Written request
Retype the part of the listing that opens with the line containing "target | gabled roof" and closes with the line containing "x=327 y=199", both lines included, keeping every character unchanged.

[Dataset excerpt]
============

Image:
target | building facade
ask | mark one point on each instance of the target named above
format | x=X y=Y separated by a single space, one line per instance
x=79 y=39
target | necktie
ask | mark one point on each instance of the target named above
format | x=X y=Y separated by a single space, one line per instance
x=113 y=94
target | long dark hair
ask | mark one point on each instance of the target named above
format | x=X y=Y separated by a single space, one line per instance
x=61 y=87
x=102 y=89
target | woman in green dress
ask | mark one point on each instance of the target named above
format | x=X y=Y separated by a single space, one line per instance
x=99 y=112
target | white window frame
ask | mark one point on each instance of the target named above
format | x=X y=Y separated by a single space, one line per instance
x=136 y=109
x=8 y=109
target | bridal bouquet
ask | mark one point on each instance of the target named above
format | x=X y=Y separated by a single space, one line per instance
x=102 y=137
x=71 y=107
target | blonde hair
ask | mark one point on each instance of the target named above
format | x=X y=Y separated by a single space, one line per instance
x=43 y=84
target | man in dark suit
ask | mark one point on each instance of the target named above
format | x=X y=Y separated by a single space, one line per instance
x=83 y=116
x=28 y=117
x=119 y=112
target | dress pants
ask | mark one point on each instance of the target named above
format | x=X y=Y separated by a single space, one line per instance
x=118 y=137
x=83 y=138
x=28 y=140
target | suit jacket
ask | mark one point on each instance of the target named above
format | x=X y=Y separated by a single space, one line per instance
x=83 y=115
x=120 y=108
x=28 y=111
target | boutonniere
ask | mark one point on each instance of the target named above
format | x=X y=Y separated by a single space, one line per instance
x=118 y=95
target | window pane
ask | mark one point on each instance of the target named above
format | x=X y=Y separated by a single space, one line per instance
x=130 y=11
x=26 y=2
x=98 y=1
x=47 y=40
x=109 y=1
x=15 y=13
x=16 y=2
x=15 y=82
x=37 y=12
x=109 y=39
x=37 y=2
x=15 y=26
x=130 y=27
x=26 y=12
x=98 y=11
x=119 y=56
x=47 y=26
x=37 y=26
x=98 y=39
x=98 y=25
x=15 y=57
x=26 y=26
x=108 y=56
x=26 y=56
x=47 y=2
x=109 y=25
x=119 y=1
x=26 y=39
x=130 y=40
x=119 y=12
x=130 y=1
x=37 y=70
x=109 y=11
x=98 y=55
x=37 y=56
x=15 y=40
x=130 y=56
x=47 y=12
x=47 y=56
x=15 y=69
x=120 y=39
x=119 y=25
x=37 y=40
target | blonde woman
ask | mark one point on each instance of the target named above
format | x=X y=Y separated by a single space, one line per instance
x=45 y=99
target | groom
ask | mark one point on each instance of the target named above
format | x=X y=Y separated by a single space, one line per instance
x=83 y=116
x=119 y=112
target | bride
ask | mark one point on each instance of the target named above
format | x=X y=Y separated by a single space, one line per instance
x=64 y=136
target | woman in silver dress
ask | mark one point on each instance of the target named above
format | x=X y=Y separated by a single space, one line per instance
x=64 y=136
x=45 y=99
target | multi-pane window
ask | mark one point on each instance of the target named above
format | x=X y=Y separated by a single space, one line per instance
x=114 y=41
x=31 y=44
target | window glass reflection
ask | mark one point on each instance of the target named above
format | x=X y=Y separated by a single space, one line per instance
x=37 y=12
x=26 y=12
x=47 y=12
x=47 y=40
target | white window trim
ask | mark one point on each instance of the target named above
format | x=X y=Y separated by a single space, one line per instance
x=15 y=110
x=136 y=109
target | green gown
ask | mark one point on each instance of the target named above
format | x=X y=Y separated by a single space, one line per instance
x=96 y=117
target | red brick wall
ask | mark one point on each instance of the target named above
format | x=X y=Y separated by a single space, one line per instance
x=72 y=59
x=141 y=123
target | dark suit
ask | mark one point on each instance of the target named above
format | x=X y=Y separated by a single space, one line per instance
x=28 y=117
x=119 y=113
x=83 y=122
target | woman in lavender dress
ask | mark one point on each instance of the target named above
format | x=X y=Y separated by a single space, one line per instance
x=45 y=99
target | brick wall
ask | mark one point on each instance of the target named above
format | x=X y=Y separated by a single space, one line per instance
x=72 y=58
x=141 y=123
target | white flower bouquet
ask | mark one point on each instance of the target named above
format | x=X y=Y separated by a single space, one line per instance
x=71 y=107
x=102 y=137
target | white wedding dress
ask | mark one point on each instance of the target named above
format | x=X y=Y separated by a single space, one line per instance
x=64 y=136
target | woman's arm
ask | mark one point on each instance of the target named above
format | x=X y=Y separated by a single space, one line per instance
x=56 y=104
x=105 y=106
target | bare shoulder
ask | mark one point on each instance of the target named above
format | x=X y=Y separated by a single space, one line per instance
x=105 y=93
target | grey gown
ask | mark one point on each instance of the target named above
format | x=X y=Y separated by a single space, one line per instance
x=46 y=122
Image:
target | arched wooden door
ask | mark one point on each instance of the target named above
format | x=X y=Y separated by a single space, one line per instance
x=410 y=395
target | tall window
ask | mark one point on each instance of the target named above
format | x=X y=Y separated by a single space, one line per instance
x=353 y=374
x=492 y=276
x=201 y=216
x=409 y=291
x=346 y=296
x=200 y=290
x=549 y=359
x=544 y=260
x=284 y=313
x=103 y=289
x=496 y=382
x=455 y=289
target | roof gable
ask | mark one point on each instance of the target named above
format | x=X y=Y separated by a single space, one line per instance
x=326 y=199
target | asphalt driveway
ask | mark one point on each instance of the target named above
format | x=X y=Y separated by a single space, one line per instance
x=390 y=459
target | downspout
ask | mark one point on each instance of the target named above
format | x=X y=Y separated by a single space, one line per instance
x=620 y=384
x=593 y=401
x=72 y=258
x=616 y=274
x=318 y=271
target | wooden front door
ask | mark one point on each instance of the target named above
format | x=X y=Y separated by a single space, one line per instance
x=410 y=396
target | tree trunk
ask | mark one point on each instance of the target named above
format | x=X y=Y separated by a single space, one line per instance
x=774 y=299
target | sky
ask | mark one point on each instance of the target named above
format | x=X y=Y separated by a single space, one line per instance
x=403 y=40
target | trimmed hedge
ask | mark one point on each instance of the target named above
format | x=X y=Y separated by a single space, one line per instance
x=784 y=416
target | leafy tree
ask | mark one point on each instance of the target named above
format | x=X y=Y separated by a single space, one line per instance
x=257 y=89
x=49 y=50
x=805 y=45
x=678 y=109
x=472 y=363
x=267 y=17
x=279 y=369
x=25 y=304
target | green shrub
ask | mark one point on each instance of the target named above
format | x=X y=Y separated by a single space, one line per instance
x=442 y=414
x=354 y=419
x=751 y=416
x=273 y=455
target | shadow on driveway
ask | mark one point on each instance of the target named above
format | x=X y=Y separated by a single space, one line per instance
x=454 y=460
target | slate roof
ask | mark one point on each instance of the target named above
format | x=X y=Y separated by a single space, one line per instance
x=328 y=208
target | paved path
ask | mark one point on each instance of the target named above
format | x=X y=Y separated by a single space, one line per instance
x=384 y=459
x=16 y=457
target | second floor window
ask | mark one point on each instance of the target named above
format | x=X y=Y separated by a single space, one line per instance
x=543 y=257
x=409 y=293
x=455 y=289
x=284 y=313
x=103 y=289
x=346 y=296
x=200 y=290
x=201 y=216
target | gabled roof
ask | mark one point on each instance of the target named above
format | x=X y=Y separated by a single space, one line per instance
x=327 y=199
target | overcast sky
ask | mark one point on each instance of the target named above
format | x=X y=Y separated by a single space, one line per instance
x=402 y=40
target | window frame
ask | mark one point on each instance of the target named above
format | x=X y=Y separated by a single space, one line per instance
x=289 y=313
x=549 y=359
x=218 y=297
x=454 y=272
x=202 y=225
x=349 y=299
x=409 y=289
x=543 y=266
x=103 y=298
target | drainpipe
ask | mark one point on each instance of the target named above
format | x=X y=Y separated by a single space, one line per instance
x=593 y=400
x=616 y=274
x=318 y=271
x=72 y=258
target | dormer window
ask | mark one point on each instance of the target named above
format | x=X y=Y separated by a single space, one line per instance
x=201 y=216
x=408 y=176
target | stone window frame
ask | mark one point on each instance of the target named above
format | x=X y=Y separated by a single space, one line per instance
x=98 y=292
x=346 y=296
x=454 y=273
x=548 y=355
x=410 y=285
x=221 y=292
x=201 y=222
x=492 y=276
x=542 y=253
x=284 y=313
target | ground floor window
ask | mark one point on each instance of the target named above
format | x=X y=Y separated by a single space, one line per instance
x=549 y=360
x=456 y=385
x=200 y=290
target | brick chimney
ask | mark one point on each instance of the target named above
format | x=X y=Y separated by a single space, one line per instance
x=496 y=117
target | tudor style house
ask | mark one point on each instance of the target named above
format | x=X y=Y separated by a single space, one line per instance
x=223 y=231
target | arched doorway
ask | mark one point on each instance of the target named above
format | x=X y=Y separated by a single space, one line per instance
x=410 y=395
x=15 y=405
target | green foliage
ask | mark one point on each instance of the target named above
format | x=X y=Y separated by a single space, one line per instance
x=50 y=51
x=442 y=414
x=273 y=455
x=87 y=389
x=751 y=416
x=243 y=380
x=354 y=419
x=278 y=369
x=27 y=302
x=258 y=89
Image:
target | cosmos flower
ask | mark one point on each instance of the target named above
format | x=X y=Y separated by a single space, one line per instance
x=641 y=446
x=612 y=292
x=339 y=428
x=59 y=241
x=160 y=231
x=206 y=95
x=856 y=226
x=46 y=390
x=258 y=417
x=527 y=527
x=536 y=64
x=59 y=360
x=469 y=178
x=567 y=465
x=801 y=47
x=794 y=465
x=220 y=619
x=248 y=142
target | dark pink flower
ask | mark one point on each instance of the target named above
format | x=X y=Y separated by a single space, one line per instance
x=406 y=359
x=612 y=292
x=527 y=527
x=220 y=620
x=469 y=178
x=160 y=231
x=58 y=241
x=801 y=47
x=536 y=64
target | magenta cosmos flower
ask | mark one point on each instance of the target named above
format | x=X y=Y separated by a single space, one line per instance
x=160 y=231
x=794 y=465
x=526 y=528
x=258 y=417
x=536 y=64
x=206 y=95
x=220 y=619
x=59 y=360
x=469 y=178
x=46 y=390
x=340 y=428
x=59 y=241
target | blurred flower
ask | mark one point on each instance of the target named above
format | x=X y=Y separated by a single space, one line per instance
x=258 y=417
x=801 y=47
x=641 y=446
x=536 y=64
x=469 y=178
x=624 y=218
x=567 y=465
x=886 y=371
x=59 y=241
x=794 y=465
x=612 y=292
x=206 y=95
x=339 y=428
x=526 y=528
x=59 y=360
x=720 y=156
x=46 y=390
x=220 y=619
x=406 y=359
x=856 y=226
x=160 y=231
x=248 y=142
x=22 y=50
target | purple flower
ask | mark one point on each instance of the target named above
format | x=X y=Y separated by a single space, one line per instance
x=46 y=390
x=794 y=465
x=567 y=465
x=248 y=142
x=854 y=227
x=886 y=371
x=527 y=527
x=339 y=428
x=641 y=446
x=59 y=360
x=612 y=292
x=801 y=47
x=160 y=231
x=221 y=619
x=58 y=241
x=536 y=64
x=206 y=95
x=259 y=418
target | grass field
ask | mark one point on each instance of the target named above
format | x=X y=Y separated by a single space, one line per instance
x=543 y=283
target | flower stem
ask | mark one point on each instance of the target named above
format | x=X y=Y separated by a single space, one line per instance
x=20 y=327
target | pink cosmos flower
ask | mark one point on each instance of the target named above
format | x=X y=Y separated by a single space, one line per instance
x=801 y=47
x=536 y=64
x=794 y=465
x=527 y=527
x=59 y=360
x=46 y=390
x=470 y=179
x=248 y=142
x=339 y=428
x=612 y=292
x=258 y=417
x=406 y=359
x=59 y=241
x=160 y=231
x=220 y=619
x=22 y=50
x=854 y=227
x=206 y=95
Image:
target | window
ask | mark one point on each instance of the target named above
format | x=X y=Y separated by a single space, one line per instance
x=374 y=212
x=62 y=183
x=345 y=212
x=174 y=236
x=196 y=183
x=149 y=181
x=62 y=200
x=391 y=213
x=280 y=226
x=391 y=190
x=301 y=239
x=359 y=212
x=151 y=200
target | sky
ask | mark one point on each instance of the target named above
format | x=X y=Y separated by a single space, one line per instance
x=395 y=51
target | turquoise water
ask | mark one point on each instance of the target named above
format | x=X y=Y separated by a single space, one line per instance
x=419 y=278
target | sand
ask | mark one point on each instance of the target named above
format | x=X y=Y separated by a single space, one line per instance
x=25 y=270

============

Exercise output
target | gabled roof
ask | mark one point on each instance of the target named above
format | x=X y=Y separated by a single space, one line per instance
x=327 y=199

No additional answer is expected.